• **SUPPLIED DATA**:
○ ○ ○ ○ ○

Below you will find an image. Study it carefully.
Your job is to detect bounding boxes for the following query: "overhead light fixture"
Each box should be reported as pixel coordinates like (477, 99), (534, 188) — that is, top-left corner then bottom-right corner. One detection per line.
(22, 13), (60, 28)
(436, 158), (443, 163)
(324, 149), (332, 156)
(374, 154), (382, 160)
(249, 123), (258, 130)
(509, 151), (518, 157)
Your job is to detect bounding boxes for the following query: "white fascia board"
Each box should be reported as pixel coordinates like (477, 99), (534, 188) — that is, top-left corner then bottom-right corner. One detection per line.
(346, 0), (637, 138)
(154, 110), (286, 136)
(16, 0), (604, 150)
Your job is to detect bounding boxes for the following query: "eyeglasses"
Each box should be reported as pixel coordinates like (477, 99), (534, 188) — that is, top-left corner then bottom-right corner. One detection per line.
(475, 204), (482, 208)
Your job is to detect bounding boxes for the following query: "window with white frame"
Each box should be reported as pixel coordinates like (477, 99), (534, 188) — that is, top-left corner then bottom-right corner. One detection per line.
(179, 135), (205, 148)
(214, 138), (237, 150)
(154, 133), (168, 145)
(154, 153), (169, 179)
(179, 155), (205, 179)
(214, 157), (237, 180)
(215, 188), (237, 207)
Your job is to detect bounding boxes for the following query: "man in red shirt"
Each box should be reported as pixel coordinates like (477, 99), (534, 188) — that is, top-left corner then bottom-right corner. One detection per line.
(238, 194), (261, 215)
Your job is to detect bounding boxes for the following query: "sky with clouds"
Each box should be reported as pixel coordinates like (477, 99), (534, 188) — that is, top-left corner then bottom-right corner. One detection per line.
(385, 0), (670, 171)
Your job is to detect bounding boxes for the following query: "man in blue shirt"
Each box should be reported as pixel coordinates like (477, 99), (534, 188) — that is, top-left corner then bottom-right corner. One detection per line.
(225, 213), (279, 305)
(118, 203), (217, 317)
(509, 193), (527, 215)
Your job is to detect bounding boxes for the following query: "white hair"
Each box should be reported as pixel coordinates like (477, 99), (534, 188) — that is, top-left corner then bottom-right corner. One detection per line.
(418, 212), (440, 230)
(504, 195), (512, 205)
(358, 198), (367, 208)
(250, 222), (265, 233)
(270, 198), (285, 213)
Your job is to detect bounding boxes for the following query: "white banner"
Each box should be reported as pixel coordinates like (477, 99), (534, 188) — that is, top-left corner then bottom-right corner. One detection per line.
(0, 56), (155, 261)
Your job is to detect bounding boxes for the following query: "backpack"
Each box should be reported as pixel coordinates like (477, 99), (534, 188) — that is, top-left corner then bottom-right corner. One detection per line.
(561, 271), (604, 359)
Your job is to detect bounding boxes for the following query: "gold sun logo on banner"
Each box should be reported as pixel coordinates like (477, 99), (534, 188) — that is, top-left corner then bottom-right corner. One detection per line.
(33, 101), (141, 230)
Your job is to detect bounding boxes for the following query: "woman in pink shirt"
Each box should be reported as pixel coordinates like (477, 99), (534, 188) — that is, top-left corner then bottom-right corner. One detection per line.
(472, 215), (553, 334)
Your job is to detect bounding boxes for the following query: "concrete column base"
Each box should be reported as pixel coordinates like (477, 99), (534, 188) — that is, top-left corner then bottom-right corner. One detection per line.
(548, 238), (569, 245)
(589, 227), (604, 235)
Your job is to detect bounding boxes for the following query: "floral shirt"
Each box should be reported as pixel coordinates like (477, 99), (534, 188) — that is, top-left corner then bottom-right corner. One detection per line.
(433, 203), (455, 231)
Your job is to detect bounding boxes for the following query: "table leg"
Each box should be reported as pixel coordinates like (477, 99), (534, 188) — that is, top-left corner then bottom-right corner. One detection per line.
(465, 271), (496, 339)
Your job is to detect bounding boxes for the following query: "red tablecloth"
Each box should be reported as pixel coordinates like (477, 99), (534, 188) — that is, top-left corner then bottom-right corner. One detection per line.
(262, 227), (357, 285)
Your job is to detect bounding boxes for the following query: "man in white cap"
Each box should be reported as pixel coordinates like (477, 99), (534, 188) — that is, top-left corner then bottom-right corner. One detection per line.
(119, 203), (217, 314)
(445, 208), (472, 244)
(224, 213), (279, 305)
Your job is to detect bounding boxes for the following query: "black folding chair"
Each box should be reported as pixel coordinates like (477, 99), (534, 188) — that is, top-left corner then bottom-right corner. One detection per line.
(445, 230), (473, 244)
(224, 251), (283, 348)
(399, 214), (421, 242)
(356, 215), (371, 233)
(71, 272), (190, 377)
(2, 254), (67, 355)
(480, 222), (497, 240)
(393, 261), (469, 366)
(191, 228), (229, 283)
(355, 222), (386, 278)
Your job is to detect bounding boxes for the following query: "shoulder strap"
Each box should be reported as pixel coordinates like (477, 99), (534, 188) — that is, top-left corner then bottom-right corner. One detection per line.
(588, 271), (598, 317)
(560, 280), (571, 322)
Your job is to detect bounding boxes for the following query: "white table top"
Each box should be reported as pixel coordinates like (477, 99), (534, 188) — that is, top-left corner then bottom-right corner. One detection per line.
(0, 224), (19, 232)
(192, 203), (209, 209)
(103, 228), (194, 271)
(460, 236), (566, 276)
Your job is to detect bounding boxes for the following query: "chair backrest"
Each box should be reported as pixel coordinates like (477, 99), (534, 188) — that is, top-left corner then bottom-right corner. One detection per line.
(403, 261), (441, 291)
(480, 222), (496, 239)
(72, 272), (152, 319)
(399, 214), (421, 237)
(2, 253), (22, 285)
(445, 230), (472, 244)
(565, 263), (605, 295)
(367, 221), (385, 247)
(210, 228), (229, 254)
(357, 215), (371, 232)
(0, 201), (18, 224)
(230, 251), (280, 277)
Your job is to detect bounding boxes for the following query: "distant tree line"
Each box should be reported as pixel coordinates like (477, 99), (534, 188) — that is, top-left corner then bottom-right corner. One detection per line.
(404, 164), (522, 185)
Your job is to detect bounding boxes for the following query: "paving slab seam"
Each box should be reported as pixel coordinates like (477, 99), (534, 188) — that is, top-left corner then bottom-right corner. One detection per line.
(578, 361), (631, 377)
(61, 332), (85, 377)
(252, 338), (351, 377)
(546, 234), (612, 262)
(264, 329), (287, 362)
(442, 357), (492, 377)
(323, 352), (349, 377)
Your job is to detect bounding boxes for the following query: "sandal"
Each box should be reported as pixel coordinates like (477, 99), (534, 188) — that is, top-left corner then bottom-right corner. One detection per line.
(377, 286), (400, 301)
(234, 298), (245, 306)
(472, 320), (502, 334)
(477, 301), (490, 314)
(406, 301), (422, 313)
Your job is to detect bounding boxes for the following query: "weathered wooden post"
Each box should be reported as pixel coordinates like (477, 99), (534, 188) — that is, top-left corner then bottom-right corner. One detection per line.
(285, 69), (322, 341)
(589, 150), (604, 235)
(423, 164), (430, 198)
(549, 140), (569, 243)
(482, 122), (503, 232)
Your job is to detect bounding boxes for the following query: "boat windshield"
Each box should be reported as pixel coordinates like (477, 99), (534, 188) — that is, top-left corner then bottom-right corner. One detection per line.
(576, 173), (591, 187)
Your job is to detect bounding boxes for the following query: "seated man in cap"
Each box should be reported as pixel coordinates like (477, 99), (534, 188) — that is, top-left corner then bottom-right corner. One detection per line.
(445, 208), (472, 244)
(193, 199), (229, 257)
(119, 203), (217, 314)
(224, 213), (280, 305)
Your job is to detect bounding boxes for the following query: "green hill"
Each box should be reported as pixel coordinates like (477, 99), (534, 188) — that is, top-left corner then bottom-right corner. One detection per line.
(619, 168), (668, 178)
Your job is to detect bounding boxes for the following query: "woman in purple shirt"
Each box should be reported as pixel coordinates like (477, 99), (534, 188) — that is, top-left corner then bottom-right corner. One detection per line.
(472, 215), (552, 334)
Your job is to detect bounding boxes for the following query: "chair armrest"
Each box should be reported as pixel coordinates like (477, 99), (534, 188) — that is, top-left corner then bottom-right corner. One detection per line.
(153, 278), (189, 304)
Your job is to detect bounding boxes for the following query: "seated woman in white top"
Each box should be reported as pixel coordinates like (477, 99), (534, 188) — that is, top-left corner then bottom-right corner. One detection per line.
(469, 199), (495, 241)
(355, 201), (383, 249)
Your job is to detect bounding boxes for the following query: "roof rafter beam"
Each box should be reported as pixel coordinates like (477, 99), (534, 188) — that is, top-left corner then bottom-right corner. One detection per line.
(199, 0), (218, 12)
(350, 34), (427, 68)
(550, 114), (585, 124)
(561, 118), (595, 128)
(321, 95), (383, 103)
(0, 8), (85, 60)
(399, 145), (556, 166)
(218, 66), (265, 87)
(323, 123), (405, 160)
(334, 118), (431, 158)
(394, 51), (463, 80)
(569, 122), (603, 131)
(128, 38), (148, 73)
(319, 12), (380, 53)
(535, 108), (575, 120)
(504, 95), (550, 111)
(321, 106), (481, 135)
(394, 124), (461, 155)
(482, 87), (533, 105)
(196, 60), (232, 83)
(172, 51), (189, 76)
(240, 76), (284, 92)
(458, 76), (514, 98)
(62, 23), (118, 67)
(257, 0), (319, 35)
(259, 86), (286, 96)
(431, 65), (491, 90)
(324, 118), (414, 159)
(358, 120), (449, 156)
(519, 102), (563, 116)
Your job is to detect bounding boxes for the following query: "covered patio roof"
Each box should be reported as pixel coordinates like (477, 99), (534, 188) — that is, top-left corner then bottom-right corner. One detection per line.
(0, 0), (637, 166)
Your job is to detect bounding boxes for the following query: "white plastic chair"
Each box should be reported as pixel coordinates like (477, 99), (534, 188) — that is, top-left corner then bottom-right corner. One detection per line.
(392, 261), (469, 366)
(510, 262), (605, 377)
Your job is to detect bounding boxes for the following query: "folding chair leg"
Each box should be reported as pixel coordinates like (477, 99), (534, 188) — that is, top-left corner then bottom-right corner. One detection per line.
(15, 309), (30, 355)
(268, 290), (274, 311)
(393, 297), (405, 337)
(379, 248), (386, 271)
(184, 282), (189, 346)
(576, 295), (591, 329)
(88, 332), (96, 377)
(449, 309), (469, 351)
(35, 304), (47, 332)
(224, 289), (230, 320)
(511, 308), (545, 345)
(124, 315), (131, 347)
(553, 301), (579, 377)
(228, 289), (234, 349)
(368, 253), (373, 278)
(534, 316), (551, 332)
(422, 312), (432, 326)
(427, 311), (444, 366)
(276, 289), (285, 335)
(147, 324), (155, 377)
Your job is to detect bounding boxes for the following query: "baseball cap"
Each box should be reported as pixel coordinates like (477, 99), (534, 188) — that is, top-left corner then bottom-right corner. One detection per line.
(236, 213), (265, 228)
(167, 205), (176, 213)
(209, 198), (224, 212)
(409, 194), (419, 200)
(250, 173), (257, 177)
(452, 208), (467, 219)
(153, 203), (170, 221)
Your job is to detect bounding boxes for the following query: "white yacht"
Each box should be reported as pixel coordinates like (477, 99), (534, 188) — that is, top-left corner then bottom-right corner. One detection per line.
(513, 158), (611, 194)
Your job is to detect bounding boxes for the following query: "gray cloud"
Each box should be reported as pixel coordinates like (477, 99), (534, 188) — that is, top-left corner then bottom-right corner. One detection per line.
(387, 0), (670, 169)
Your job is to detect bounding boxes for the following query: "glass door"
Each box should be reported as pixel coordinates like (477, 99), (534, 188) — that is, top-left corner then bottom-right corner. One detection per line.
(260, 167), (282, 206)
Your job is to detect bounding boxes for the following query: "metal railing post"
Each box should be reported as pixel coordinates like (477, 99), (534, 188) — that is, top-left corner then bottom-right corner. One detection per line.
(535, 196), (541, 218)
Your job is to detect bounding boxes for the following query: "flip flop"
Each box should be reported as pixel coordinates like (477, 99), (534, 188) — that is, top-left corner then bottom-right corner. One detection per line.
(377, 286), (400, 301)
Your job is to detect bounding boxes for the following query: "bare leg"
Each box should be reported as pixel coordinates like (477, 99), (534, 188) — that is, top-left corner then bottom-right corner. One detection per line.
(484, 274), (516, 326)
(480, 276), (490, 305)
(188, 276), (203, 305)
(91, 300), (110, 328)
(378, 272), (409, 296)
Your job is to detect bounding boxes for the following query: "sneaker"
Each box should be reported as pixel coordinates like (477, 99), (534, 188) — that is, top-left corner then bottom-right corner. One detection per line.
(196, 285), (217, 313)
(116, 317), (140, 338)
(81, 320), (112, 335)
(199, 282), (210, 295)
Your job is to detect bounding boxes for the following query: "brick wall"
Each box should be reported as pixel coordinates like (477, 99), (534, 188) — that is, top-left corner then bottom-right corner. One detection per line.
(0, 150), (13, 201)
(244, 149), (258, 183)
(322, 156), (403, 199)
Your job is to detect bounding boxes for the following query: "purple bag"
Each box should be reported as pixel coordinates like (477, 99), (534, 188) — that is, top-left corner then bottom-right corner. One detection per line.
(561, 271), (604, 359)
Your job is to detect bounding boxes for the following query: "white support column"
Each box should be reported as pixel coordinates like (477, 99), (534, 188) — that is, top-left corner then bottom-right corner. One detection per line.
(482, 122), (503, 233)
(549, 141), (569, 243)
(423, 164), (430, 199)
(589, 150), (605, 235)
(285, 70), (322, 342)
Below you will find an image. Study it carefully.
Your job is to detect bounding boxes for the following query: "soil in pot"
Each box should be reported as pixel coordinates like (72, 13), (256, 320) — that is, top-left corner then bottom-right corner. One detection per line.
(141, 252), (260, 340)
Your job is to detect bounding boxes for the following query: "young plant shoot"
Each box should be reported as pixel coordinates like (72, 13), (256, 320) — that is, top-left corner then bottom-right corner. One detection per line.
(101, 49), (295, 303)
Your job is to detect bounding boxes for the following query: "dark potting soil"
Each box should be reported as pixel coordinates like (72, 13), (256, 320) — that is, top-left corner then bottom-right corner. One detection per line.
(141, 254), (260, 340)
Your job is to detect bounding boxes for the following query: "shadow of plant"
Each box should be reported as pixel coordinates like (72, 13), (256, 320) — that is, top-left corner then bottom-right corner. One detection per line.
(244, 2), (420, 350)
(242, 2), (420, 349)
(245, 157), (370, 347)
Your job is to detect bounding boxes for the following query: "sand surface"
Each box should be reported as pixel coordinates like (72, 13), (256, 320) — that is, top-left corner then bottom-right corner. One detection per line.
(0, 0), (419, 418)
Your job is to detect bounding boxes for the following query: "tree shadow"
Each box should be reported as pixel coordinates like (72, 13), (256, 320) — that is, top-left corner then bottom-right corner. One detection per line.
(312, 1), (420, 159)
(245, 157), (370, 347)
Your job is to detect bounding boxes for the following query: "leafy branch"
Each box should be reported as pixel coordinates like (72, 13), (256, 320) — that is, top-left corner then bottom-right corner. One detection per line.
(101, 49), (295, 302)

○ ○ ○ ○ ○

• **REQUIREMENT**: Reproduce every line of the records containing the string "shadow".

• **WRITTEN RESPONSE**:
Your job is to detect bounding boxes for the following query: "shadow of plant"
Your job is to detect bounding boxes for the following query: "tree shadow"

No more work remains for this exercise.